- Activity: Go over the data below and say how many lines hold the word "instance". Only the number is needed.
━━━
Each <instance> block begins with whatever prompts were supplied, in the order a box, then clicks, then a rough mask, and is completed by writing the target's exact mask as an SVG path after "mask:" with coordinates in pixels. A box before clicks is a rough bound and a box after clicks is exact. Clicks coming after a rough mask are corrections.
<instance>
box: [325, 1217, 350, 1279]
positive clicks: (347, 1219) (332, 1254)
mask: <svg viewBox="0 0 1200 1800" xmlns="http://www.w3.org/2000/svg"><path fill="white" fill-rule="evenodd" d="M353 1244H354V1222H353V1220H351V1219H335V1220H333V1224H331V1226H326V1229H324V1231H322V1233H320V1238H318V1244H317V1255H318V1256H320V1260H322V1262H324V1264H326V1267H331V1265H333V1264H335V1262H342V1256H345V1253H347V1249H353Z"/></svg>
━━━
- Exercise output: 2